> [DOCUMENT TEXT]:
[Start of section]

# Lenses for the Leica- example shots



## BrianV (Feb 15, 2013)

Thought it would be useful to have a thread with example images taken with different lenses for Leica mount cameras, M-Mount, thread-mount, and using RF-coupled adapters.

I'm starting with the Voigtlander Cosina 50/1.1 Nokton in M-Mount. This is my lens for low-light on the M9, have not tried it on the Monochrom yet. 

With prices of the Canon 50/0.95 at 10x what they were 10 years ago, and other "formerly low-priced" lenses like the Canon 50/1.2 hitting $600+, this lens is well worth considering.

This lens is large for an RF lens, but smaller than the FL mount Canon 50/1.4 that I converted to M-Mount.

These three shots are all wide-open at F1.1, high ISO - 1250 and 2500.


----------



## BrianV (Feb 15, 2013)

"My Cheapest Fast 50 in Leica Mount".

Canon 50/1.4 FL mount lens, fitted with an RF Cam and adapted to M-Mount using a Foto-Diox Adapter. $60 and some time invested in making a Cam out of the leg of a tripod.


----------



## BrianV (Feb 17, 2013)

The Russian Jupiter-3 5cm F1.5 is a faithful copy of the wartime Carl Zeiss Jena 5cm F1.5 Sonnar "T". It is made to the Zeiss standard, and often has to be adjusted to work properly on a Leica. This one is a very early J-3, had the focal length adjusted by moving the rear module, then was shimmed for optimal focus at F1.5. Russian lenses vary in quality, most are very good, some are poor, this one is as good as a wartime Zeiss lens that would cost 5x as much as this one.

Shots of my daughter at F1.5, the train is stopped down slightly, the lake is at F4.


----------



## BrianV (Feb 17, 2013)

The same lens on the M Monochrom, with a red filter. This was the first lens used on the new camera.


----------



## BrianV (Feb 22, 2013)

[End of section]

[Items listed in a dataset]
[Start of section]

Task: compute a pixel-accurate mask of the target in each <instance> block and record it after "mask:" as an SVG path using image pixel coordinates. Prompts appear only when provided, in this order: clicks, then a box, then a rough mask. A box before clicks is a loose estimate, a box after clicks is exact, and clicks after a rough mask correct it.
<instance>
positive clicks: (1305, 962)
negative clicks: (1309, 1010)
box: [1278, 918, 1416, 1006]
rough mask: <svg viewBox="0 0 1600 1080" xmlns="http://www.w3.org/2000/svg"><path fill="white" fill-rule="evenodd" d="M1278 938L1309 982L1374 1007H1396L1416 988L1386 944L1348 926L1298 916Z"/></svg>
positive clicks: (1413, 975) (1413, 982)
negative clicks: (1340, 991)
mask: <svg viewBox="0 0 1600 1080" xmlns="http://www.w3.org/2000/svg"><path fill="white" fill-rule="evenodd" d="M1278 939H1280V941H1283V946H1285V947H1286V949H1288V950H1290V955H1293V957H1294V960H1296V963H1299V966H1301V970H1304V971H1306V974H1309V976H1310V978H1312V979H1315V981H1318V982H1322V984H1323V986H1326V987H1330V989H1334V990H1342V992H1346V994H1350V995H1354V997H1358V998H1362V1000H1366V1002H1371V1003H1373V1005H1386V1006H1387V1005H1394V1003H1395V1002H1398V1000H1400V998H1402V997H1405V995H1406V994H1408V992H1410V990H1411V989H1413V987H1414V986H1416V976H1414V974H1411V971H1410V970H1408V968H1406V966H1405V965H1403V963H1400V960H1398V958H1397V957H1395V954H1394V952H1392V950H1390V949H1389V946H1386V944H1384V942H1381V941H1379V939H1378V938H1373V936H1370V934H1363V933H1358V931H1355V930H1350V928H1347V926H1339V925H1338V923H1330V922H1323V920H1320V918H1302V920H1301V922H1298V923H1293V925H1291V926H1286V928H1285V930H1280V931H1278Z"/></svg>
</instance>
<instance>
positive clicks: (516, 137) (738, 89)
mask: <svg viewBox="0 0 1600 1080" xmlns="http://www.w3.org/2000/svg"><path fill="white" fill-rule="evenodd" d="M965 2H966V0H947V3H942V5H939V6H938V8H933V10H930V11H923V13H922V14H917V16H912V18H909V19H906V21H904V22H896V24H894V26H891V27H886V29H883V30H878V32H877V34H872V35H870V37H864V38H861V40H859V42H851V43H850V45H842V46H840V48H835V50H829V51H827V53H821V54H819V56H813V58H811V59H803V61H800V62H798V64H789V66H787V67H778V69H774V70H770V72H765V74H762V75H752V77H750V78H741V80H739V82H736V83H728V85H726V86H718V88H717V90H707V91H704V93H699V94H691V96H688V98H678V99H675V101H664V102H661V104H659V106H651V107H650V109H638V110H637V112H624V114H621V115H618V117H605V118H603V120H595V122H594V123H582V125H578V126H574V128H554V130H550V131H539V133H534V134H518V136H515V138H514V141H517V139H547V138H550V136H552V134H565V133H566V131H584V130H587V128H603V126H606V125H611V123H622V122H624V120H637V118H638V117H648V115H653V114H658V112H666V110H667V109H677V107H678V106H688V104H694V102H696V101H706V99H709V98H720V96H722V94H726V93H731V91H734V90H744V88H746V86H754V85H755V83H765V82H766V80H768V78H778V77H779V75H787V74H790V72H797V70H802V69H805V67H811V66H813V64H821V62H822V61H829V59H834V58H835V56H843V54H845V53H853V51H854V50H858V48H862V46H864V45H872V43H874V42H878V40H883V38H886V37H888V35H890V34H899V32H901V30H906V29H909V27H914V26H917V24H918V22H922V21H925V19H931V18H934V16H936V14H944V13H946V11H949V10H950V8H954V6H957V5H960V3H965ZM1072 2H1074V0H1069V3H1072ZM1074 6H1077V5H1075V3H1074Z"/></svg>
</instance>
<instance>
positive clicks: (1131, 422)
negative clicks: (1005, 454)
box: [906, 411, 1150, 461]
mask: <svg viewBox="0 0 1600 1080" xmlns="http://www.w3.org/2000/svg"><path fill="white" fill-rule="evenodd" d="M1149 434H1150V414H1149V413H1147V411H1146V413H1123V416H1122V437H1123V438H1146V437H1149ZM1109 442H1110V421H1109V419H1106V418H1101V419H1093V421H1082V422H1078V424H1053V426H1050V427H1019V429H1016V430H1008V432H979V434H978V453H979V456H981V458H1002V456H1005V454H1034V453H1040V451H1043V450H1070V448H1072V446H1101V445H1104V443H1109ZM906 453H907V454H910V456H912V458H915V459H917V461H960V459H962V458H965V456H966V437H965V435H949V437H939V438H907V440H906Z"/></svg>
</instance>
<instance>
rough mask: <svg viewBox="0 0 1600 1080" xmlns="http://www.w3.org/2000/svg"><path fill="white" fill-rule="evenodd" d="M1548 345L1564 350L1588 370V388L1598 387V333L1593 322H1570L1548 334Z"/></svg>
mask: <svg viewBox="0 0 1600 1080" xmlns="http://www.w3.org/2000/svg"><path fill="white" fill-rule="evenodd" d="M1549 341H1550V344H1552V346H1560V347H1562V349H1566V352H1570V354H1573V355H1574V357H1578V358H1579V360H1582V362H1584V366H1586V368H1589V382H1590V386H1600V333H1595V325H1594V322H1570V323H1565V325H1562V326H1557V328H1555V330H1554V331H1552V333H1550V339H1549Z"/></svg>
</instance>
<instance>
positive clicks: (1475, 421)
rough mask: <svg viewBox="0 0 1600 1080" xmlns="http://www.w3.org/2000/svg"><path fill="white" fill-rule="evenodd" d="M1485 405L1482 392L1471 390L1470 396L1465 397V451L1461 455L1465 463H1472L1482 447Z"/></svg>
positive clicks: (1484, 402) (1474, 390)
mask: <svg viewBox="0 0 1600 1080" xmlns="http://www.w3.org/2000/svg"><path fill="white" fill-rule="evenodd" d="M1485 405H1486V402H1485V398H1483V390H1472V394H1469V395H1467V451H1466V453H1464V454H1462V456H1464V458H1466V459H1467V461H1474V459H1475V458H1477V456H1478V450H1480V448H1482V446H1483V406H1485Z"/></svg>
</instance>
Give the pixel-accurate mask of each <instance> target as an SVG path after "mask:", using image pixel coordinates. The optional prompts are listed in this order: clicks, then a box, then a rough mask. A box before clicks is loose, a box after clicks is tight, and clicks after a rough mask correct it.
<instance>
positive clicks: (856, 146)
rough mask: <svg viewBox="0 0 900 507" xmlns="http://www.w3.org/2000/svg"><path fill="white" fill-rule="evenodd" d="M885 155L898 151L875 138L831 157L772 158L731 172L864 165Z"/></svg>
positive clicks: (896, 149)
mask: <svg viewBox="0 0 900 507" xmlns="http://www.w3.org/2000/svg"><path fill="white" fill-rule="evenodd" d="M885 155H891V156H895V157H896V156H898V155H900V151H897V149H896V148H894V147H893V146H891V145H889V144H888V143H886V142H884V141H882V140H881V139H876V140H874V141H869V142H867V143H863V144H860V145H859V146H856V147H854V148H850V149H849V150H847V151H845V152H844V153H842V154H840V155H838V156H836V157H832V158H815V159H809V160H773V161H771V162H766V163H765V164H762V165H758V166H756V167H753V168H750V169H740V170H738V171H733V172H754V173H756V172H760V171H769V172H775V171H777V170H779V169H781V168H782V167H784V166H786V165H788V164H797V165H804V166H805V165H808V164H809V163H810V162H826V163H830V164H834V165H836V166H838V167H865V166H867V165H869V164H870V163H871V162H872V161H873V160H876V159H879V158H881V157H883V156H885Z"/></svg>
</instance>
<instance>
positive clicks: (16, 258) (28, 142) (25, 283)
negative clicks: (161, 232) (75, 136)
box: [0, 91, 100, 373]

[End of section]

> [WHAT YOU NEED TO DO]:
1. In the Leica lens thread, what did the Canon 50/1.4 FL lens adapted to M-Mount cost?
2. Carry on the Leica lens thread from its last line.

> [REPLIES]:
1. It cost $60, plus some time spent making a cam from the leg of a tripod.

2.
The Nikkor 8.5cm F2 in Leica Thread Mount is a Sonnar derivitive lens, simplified to 5 elements in 3 groups. It is the lens that put Nikon on the Map. Available in Leica Mount, Nikon S-Mount, and Contax RF mount. Uses 48mm filters, and takes Series VII filters in the original two-piece hood.

Shots of the Rooster are at F2 on the Leica M8, outdoor shots of the re-enactment at Jamestown Settlement are at F4. 100%crops provided.


----------



## BrianV (Feb 22, 2013)

Some more hots with the Nikkor 8.5cm F2, At F2 and F4.


----------



## BrianV (Feb 22, 2013)

The Nikkor 10.5cm F2.5 is also a 5-element in 3 group Sonnar, but has a slight under-correction for spherical aberration that results in smoother Bokeh from the 8.5cm F2. On a Leica M series camera, the 90mm framelines work out well for the 10.5cm lens. for the 8.5cm f2- I use the 75mm framelines of the M8 and M9 for framing.


----------



## BrianV (Feb 24, 2013)

The Nikkor 5cm F1.4 is a Sonnar formula lens, the first faster than F1.5- even if it was not by much and was mainly for bragging rights. Nikon had an earlier 5cmF1.5 lens, and it is very rare.

The Sonnar formula 5cm F1.4 went through an optical "tweek" around the 33x serial number range, about the time when Nikon adopted the standard 24x36 image size. The Nikon S and M used a 24x34 image. The later lenses have larger-diameter optics. The earlier lenses have smoother Bokeh than thosethat followed.

These are with an earlier lens in Leica Thread Mount. Shots at F1.4 and F4 as noted.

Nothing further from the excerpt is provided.